» Input material:
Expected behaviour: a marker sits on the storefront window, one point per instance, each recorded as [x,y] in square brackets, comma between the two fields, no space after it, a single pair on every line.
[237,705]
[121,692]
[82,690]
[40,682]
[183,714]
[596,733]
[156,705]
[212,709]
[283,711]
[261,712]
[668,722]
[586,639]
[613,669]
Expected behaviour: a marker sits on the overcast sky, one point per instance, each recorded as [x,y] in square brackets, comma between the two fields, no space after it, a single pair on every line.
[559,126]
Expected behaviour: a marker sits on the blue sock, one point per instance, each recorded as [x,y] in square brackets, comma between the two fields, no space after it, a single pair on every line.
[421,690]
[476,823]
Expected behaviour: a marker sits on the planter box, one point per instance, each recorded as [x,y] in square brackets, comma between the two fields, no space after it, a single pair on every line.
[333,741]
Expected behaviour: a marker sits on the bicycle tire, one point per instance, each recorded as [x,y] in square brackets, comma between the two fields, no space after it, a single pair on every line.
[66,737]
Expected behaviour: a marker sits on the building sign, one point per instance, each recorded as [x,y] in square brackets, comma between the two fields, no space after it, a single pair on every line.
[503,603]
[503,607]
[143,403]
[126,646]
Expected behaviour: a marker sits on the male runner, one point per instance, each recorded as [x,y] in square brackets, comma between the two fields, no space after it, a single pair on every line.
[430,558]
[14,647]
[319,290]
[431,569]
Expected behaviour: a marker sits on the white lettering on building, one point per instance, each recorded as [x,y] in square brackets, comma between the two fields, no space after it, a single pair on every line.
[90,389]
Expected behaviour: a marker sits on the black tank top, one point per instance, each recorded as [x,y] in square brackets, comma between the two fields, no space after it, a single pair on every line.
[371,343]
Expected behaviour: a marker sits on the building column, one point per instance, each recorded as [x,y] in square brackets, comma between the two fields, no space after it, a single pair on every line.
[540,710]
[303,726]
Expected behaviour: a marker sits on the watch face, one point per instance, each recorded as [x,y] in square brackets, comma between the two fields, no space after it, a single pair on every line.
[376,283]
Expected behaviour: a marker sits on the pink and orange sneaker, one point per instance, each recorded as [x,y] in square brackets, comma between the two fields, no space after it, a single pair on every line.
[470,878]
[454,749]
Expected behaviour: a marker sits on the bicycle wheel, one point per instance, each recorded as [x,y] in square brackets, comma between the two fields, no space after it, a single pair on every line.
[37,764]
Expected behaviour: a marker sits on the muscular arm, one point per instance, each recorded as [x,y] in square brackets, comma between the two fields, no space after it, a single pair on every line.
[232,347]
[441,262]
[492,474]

» What is asked: Turn all of the lines above into a numbered list, leaving out any blank lines.

» Finished task:
1. Expected behaviour: a marker sits on the storefront window, one point per instance, each recorded as [x,y] in square brackets, comma between the two fields, no space after it, a single pair on every line.
2. [237,705]
3. [121,692]
4. [82,690]
5. [40,682]
6. [183,714]
7. [596,733]
8. [156,705]
9. [212,709]
10. [283,711]
11. [261,712]
12. [668,722]
13. [586,639]
14. [613,669]
15. Expected behaviour: a marker sits on the overcast sky, one point per instance, each recorded as [x,y] in square brackets, comma between the two fields, no space after it, a single pair on every line.
16. [559,126]
17. Expected behaviour: a marker sits on the blue sock, one point per instance, each recorded as [x,y] in square brackets, comma between the two fields, no space after it, a single pair on every line.
18. [421,690]
19. [476,823]
20. Expected behaviour: a marker sits on the planter box, one point per instance, each recorded as [x,y] in square brackets, comma between the two fields, no space after it, a single pair on every line.
21. [333,741]
22. Expected behaviour: a marker sits on the bicycle tire, one point per instance, each recorded as [x,y] in square brackets, comma between the two fields, no space after it, a single pair on every line.
23. [66,737]
24. Expected behaviour: a marker sits on the building sign, one point per instance, each recorded as [x,y] in square brackets, comma between the two fields, no space after it, a single pair on every line.
25. [503,603]
26. [503,607]
27. [143,403]
28. [126,646]
29. Expected behaviour: a marker sits on the male runner, one point per instance, each recorded as [x,y] in square brackets, comma between the two fields, no space after it, a single pair on every line.
30. [430,558]
31. [14,647]
32. [319,290]
33. [431,569]
34. Expected behaviour: a marker sits on the white lettering on building, one point per instance, each recorded as [x,y] in square brackets, comma between the two fields, no space after it, a single pair on every line.
35. [90,389]
36. Expected behaviour: a marker sits on the black tank top, one point per instance, each recorded as [x,y] in square brackets, comma between the two fields, no space after it, a single pair on every line.
37. [371,343]
38. Expected behaviour: a marker sits on the building column, one point per instance, each recorded as [x,y] in square brackets, comma between the two fields, no space after it, a single pair on every line.
39. [540,710]
40. [303,726]
41. Expected behaviour: a marker sits on the watch face, one point per instance, each recorded as [x,y] in square brackets, comma between the two fields, no space after it, a single pair on every line.
42. [376,283]
43. Expected behaviour: a marker sits on the pink and orange sneaker, one point per instance, each recorded as [x,y] in square brackets, comma between the two fields, no space after it, a single pair on every line.
44. [470,878]
45. [454,749]
46. Expected behaviour: a marker sits on the bicycle wheel, one point per instance, each recorded as [x,y] in square brackets, comma between the two fields, no space after it, a single pair on every line.
47. [37,764]
48. Expected behaviour: a marker sits on the muscular arm, one point per instance, each recorded as [x,y] in square brackets, comma between the two fields, no space after it, a single pair on every line.
49. [232,347]
50. [441,262]
51. [492,474]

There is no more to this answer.